## Exercise details
From the entries below, output the line with "Return one point per instance of the medical" and each following line up to and including the line with "Return one point per instance of the black computer", exactly as written.

## Records provided
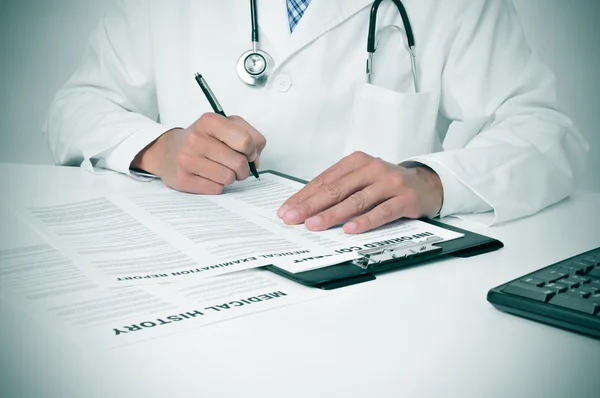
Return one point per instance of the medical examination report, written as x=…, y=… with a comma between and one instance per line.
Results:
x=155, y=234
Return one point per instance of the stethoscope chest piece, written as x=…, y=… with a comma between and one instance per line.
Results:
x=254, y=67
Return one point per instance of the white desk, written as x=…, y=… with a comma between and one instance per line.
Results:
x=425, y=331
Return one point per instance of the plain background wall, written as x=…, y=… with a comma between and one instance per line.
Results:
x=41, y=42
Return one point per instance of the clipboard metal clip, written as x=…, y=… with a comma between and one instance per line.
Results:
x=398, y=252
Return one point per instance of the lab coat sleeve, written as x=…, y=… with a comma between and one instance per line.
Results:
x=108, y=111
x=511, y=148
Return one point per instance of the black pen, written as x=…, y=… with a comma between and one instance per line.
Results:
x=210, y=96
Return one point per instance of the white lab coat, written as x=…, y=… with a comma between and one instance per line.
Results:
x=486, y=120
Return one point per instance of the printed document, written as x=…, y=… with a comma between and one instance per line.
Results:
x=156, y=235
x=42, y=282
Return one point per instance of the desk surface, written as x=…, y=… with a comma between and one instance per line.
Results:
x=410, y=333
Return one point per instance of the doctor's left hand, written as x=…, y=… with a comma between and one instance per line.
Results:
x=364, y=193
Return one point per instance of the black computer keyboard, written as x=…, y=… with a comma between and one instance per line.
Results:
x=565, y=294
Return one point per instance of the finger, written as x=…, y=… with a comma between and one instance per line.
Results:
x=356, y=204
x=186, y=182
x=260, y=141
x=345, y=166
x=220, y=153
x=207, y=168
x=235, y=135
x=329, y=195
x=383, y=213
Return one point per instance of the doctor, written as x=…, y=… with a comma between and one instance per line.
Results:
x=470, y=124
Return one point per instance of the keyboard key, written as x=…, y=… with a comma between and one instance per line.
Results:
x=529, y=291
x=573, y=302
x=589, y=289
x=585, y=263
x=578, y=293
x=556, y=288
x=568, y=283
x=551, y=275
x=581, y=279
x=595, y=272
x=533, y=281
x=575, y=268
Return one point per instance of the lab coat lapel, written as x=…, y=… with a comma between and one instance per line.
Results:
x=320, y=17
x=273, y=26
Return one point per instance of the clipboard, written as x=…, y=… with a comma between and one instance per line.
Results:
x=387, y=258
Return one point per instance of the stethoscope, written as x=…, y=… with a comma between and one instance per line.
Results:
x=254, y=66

==

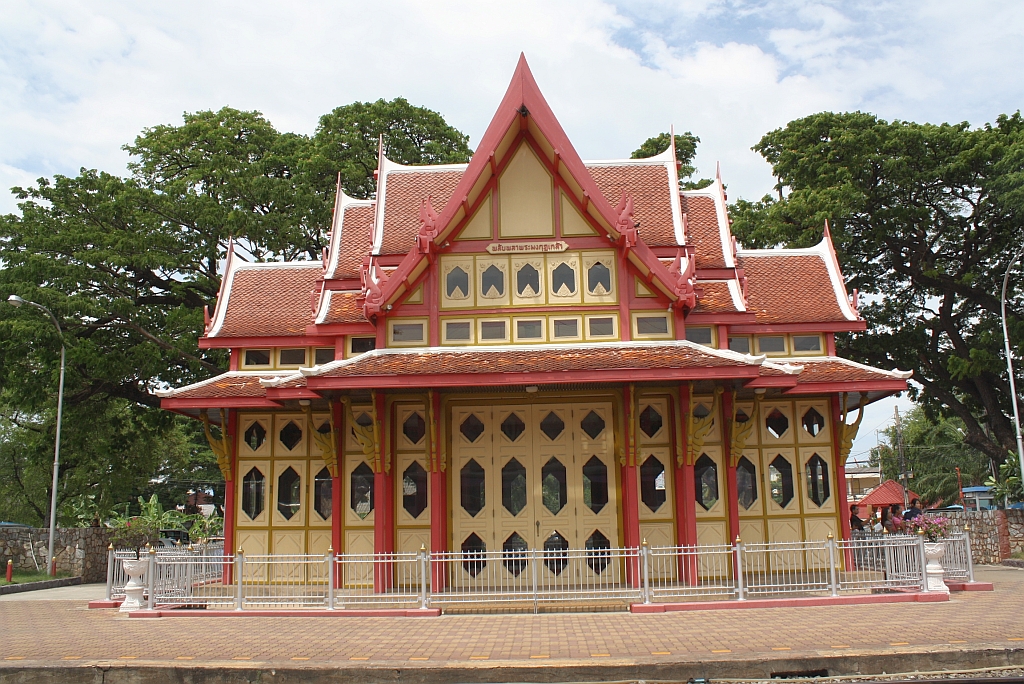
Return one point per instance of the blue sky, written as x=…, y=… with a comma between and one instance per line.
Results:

## Written answer
Return one point per instance of the medical examination report, written as x=…, y=… with a comma between and one instance per line.
Results:
x=155, y=234
Return one point per instance of the stethoscope chest piece, written as x=…, y=… with a comma between and one instance per line.
Results:
x=254, y=67
Return one point per instance of the white desk, written as x=…, y=… with a comma between and one instance per line.
Results:
x=425, y=331
Return one point per instance of the plain background wall, written as x=…, y=… with a comma between and one instance per line.
Results:
x=41, y=42
Return one point per instance of the clipboard metal clip, written as x=…, y=… with a comma between and one instance per line.
Results:
x=398, y=252
Return one point per instance of the lab coat sleeve, written as x=…, y=… with a comma between and one instance per line.
Results:
x=108, y=111
x=511, y=148
Return one point per instance of the black pen, written as x=…, y=… with a comma between and one instance per line.
Results:
x=210, y=96
Return one point per instance of the white lab coat, written as x=…, y=… with a comma between and one instance per line.
Results:
x=486, y=120
Return one point per instance of the printed document, written as x=…, y=… with a comma between and one instance per line.
Results:
x=156, y=235
x=42, y=282
Return one point per instance of the desk surface, written as x=…, y=… with a comma between and one instance per line.
Results:
x=410, y=333
Return one point per instance of the doctor's left hand, written as x=…, y=… with a comma between and one instance per line.
Results:
x=364, y=193
Return one point per instance of the black computer keyboard, written as x=…, y=… with a comma between and one instance per line.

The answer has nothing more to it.